EXERCISE BRIEF: Format the material below, everything from the line containing "Expected: for every instance of the tree bark" down through the line containing "x=434 y=715", as a two-column CSV with the header input,output. Give one row per "Expected:" line, putting that line in input and the coordinate lines after it in output, with each field in double quotes and line breaks replaced by spaces.

[Dataset rows showing where objects appear]
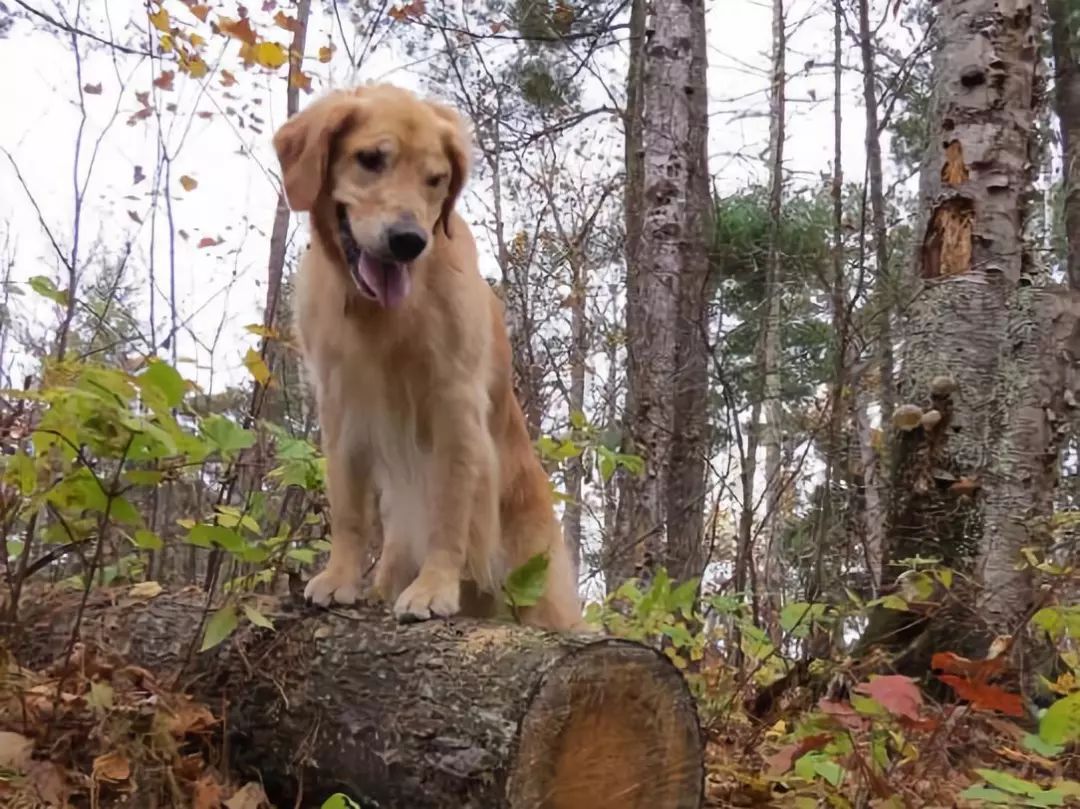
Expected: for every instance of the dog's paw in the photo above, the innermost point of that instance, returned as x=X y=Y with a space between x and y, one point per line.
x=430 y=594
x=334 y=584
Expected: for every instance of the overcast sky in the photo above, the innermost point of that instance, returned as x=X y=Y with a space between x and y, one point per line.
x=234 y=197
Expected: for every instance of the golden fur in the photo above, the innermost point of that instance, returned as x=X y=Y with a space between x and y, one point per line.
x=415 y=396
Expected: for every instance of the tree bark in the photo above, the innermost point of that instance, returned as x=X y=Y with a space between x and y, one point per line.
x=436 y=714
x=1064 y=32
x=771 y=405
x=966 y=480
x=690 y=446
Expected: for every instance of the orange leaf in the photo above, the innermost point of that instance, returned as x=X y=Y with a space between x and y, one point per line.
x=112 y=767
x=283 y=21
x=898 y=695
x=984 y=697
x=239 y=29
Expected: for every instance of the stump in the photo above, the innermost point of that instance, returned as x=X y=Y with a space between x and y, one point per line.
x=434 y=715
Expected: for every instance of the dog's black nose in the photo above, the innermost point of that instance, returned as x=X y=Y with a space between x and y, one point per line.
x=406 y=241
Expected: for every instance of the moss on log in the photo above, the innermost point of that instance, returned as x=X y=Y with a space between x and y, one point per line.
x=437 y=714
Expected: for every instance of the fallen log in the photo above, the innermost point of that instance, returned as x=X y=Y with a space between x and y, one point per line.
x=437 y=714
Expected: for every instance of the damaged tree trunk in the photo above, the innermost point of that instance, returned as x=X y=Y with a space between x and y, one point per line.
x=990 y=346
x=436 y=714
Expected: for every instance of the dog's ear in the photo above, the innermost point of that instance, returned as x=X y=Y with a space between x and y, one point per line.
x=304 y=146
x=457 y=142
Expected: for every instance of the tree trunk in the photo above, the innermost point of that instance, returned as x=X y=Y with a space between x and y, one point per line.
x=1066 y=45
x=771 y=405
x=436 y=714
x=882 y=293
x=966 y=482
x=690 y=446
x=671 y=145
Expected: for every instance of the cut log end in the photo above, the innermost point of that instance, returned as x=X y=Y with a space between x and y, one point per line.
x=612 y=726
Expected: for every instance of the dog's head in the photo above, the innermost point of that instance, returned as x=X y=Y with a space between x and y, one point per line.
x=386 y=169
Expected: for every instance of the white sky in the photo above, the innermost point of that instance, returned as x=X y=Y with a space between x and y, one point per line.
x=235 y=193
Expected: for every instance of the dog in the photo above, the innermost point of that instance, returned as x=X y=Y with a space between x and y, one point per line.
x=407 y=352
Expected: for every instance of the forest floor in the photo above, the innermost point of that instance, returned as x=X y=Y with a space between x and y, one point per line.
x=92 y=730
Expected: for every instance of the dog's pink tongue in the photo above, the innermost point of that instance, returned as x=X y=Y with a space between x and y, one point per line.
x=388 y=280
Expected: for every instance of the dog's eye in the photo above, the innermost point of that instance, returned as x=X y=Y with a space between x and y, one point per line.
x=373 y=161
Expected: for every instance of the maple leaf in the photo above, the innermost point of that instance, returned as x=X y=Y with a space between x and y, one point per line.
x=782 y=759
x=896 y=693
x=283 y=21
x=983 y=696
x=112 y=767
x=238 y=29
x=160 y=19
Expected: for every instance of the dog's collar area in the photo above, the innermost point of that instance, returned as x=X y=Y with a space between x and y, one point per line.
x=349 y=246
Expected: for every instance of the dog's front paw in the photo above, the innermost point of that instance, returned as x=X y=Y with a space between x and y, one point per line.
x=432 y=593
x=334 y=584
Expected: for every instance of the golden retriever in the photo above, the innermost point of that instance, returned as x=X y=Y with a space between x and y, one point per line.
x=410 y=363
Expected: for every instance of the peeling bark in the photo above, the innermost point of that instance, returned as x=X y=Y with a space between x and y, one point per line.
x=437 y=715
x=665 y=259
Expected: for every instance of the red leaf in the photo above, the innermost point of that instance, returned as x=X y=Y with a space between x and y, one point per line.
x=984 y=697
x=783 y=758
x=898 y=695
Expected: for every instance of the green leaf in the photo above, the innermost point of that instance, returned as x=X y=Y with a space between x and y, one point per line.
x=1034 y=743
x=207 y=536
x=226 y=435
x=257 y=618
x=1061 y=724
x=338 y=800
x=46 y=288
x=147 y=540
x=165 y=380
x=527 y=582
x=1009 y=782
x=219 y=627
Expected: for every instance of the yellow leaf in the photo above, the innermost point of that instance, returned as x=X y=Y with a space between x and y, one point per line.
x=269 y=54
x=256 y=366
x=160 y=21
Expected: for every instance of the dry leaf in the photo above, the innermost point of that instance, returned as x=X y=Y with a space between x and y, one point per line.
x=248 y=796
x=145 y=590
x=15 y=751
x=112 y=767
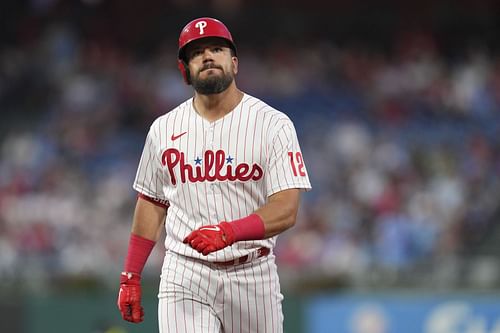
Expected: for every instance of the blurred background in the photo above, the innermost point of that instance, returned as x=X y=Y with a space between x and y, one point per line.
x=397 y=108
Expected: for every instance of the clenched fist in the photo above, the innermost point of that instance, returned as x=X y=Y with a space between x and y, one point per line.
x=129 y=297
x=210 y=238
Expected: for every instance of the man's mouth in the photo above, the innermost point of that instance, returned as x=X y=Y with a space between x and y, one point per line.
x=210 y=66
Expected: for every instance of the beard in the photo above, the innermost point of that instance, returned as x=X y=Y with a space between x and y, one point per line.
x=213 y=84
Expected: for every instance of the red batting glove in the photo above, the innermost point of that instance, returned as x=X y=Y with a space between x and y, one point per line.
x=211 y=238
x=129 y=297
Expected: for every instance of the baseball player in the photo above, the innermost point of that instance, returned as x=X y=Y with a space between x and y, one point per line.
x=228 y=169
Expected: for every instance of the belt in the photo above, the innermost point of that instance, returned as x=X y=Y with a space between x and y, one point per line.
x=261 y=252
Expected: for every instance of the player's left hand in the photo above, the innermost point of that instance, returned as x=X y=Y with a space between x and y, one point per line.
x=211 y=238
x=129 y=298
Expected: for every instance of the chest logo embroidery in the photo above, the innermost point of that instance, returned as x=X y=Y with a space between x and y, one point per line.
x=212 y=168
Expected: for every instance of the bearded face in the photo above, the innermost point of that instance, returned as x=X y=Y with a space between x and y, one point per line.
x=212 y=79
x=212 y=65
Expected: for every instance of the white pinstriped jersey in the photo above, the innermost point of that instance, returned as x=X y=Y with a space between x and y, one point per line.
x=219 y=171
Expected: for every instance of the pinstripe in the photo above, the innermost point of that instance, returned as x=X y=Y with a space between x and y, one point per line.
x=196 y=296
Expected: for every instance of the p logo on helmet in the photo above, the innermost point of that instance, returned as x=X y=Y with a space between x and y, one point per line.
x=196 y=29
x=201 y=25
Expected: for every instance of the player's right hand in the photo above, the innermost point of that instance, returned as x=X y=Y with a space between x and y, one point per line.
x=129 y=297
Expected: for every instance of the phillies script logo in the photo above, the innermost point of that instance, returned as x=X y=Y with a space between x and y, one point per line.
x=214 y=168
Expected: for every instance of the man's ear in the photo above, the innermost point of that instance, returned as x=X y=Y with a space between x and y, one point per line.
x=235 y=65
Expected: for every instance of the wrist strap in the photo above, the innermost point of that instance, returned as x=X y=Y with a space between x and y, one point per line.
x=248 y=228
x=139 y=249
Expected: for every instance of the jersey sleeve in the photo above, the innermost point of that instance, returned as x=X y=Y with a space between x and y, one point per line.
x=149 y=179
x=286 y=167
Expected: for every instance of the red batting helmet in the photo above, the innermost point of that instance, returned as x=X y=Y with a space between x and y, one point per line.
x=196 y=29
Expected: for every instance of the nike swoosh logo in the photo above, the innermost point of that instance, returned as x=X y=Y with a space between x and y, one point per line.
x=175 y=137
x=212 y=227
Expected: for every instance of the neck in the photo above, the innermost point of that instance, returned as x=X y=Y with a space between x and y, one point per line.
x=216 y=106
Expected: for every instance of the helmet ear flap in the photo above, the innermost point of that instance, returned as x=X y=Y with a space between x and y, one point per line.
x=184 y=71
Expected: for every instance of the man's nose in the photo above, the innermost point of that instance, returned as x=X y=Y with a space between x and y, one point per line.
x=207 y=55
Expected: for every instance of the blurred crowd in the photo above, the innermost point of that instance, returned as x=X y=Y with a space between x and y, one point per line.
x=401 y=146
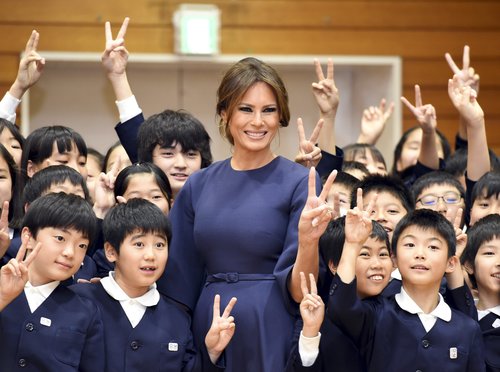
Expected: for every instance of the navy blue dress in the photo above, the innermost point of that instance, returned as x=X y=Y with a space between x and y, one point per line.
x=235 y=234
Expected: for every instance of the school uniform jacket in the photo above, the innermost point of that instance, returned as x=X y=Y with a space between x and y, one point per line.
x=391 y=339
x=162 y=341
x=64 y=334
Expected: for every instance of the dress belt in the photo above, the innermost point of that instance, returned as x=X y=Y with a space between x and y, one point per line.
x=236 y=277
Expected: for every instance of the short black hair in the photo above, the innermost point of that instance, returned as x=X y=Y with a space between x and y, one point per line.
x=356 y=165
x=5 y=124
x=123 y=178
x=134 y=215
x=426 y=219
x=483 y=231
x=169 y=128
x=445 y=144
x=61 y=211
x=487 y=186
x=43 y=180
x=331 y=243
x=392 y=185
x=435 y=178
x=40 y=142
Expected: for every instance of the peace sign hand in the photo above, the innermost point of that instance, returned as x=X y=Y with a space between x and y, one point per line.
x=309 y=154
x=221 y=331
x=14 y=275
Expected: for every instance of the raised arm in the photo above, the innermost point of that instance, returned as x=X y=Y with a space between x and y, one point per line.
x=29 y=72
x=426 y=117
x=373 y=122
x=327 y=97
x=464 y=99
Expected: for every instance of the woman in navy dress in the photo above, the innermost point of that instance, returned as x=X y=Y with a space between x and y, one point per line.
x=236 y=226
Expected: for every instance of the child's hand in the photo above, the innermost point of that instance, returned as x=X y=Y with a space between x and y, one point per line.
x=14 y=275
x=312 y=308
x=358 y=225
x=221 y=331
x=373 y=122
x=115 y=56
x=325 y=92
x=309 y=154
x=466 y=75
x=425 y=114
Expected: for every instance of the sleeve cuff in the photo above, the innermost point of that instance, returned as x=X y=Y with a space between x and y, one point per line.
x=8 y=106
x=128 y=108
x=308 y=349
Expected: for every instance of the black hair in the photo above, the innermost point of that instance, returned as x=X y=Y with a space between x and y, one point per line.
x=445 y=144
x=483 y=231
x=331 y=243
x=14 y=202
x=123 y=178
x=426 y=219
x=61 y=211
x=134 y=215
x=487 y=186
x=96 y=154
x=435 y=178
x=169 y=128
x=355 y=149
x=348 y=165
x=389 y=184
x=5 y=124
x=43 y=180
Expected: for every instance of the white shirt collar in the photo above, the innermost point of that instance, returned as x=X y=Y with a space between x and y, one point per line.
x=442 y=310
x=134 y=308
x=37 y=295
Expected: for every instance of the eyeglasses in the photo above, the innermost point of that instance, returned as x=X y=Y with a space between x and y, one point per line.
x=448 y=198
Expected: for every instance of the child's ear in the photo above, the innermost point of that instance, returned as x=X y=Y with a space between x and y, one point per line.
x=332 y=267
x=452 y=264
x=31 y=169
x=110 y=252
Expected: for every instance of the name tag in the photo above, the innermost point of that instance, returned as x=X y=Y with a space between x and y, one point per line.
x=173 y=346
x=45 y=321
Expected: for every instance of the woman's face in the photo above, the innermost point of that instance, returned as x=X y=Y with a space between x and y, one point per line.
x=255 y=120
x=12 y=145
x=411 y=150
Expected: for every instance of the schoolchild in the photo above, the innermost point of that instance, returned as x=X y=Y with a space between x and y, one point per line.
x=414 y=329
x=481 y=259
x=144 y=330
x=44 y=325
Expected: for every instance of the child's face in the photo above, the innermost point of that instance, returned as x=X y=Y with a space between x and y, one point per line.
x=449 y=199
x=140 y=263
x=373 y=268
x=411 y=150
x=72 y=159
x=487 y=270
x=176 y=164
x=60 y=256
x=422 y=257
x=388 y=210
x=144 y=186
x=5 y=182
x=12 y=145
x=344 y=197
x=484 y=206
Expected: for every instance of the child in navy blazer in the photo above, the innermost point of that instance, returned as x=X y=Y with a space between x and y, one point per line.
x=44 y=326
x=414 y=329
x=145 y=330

TASK RESPONSE:
input,output
"Expected: for every instance of the tree bark in the photo above, the innermost point of that instance, returned as x=X y=Y with a space between x and y, one point per line.","x=436 y=714 x=1064 y=32 x=771 y=405 x=966 y=480 x=690 y=446"
"Expected: for every instance of the orange leaf in the photo above, the innermost point of that instance, returned as x=X y=Y with a space between x and y, one point per line.","x=112 y=767 x=283 y=21 x=898 y=695 x=984 y=697 x=239 y=29"
"Expected: for every instance of the stump in the photo above, the innermost point of that instance, returned as x=X y=Y with a space between x and y, one point per line.","x=434 y=715"